▶ **INSTRUCTION 1**: Set down the forum excerpt on tubular and clincher tires word for word, in full.
══ EXCERPT PROVIDED
Originally Posted by Johno59 View Post
"It's about what Scott was saying: it's the satisfaction of doing it the old way — of re-living a former age of cycling."

I apologise, it was Scott who you were quoting regards BITD. My point was clinchers have as much tradition as tubs - they just don't have, and never did have, the performance of a tub.
My 4 best bikes have tubulars and they all 1970s. It would be weird to change them to clinchers but I don't do many miles on them any more.
I do about 7 to 8 thousand miles a year and I just couldn't manage the cost using tubs. My final trip on tubs cost me 300 dollars as I punctured both my front and back. Clinchers would have reduced that cost to a dime.
Admittedly I no longer have to traverse a city center wherein there are all sorts of tub unfriendly debris on the road but I don't try and average 25 mph anymore so for me the low performing clincher makes more sense all round.
Having said that for my Colnago Supers and Eddie Merckx, what modern sealant do you recommend for a tub, how do you get it past the valve and will the sealant hold 120 psi?
Originally Posted by 63rickert View Post
Take a close look at your valve. You will see that it is made in two pieces. Two piece valves have been around at least since the 1990s and are now almost the only kind. Find the two small wrench flats. Remove the valve core with a pair of pliers, a 4 inch adjustable wrench, a dedicated valve core tool, or sometimes it can be done with your fingers. It's a big opening. You can figure how to get the sealant in.
════
▶ **INSTRUCTION 2**: Return each line of the records that contains the string "arched", copying every such line in full.
══ RECORD EXCERPTS
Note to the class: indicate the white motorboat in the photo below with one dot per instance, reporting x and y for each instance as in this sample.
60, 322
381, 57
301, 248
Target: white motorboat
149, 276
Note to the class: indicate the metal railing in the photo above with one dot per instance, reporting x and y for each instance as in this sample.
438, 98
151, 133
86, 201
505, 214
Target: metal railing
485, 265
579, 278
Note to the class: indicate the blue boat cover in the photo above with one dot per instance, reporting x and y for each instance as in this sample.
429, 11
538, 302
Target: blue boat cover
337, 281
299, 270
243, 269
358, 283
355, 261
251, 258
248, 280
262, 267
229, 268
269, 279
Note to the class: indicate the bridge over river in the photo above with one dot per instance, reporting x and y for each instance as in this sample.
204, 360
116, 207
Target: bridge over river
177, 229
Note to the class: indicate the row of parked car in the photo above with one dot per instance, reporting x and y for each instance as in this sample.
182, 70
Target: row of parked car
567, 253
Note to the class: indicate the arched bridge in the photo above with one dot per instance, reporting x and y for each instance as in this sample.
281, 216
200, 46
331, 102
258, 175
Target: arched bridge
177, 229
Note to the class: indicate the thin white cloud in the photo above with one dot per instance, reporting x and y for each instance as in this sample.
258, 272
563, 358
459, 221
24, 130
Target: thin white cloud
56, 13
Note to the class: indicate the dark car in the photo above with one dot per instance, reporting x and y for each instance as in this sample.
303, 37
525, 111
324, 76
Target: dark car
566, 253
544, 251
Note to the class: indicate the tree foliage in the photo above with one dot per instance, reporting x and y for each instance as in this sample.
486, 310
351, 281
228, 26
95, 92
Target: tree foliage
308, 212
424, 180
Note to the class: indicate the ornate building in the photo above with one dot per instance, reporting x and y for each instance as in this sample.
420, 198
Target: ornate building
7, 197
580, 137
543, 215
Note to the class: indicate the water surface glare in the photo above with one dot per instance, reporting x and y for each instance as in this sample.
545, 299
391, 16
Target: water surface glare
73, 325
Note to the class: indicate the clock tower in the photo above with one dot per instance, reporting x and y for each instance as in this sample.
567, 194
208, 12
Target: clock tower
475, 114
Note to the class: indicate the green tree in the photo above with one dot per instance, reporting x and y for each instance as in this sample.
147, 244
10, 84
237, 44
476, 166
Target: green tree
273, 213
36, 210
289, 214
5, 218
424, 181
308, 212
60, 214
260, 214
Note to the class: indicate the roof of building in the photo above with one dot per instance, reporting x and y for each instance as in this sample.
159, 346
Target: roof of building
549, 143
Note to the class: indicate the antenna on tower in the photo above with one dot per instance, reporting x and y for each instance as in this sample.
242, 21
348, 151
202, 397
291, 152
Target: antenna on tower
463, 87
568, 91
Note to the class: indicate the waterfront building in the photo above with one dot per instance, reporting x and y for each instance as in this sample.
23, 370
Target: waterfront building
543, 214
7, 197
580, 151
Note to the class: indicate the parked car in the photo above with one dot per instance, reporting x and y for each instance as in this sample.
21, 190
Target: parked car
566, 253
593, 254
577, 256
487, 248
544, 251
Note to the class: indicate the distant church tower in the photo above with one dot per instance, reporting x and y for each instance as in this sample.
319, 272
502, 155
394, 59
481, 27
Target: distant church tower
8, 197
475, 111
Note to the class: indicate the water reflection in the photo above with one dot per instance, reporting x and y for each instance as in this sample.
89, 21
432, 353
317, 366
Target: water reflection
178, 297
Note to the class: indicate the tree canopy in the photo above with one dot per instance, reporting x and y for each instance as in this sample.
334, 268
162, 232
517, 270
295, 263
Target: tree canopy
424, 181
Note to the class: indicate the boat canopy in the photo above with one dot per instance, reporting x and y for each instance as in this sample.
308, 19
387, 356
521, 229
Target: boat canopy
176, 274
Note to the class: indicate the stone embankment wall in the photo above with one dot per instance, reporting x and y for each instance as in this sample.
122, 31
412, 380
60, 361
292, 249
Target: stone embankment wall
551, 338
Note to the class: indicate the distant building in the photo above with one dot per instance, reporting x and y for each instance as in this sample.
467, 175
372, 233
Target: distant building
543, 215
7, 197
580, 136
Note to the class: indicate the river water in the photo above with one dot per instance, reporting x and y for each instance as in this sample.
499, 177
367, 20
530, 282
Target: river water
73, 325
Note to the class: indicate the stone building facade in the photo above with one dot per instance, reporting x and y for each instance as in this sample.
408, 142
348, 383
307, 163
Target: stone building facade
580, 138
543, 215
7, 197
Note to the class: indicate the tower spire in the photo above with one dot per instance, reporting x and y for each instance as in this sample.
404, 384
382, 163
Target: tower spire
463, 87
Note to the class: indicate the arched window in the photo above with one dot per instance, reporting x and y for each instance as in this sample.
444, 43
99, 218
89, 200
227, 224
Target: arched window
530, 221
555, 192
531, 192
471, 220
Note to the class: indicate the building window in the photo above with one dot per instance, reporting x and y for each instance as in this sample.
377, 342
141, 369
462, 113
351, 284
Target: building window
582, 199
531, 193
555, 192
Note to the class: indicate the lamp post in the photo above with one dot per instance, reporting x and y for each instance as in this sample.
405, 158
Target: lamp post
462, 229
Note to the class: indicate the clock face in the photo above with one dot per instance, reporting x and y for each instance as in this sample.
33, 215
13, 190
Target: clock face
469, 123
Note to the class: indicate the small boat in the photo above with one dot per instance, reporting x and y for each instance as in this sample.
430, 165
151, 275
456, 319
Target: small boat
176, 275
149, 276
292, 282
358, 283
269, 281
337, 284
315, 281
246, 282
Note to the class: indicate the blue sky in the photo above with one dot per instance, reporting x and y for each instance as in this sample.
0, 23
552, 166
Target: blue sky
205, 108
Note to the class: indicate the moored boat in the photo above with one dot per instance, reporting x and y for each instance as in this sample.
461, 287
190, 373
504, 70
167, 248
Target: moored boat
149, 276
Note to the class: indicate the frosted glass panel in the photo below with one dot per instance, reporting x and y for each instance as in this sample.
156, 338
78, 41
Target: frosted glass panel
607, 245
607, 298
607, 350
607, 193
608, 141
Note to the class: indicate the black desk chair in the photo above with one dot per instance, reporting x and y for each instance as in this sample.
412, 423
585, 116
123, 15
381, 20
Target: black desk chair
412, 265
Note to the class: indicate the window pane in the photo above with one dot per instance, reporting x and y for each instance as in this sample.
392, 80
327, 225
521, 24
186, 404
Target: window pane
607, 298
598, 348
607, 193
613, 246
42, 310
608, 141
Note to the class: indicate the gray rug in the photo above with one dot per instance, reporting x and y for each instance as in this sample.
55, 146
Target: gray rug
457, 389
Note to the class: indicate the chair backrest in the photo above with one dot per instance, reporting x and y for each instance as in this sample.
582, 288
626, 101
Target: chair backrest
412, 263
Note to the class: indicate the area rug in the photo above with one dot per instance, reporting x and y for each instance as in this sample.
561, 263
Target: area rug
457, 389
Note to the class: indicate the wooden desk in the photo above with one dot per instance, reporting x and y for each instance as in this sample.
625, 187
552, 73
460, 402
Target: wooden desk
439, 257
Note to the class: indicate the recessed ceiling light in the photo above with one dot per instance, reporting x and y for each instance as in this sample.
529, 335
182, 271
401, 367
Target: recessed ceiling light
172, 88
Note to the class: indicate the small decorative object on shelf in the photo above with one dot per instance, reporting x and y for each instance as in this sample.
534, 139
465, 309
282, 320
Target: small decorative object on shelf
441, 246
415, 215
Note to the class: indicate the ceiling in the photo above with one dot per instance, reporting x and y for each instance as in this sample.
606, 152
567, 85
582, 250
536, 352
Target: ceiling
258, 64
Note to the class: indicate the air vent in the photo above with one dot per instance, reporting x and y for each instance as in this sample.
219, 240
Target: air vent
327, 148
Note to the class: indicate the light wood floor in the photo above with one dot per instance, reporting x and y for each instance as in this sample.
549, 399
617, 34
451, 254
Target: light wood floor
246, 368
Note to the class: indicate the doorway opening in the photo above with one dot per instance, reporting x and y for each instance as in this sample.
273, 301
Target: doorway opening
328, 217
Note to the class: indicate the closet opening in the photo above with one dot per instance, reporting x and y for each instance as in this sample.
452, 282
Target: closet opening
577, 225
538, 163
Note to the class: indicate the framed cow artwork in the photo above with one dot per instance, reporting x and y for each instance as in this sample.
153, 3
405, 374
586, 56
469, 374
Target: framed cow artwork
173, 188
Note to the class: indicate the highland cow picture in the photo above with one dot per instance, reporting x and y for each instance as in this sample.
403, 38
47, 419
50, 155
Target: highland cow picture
════
▶ **CORRECT RESULT 1**:
Originally Posted by Johno59 View Post
"It's about what Scott was saying: it's the satisfaction of doing it the old way — of re-living a former age of cycling."

I apologise, it was Scott who you were quoting regards BITD. My point was clinchers have as much tradition as tubs - they just don't have, and never did have, the performance of a tub.
My 4 best bikes have tubulars and they all 1970s. It would be weird to change them to clinchers but I don't do many miles on them any more.
I do about 7 to 8 thousand miles a year and I just couldn't manage the cost using tubs. My final trip on tubs cost me 300 dollars as I punctured both my front and back. Clinchers would have reduced that cost to a dime.
Admittedly I no longer have to traverse a city center wherein there are all sorts of tub unfriendly debris on the road but I don't try and average 25 mph anymore so for me the low performing clincher makes more sense all round.
Having said that for my Colnago Supers and Eddie Merckx, what modern sealant do you recommend for a tub, how do you get it past the valve and will the sealant hold 120 psi?
Originally Posted by 63rickert View Post
Take a close look at your valve. You will see that it is made in two pieces. Two piece valves have been around at least since the 1990s and are now almost the only kind. Find the two small wrench flats. Remove the valve core with a pair of pliers, a 4 inch adjustable wrench, a dedicated valve core tool, or sometimes it can be done with your fingers. It's a big opening. You can figure how to get the sealant in.

▶ **CORRECT RESULT 2**:
Note to the class: indicate the arched bridge in the photo above with one dot per instance, reporting x and y for each instance as in this sample.
Target: arched bridge
Note to the class: indicate the arched window in the photo above with one dot per instance, reporting x and y for each instance as in this sample.
Target: arched window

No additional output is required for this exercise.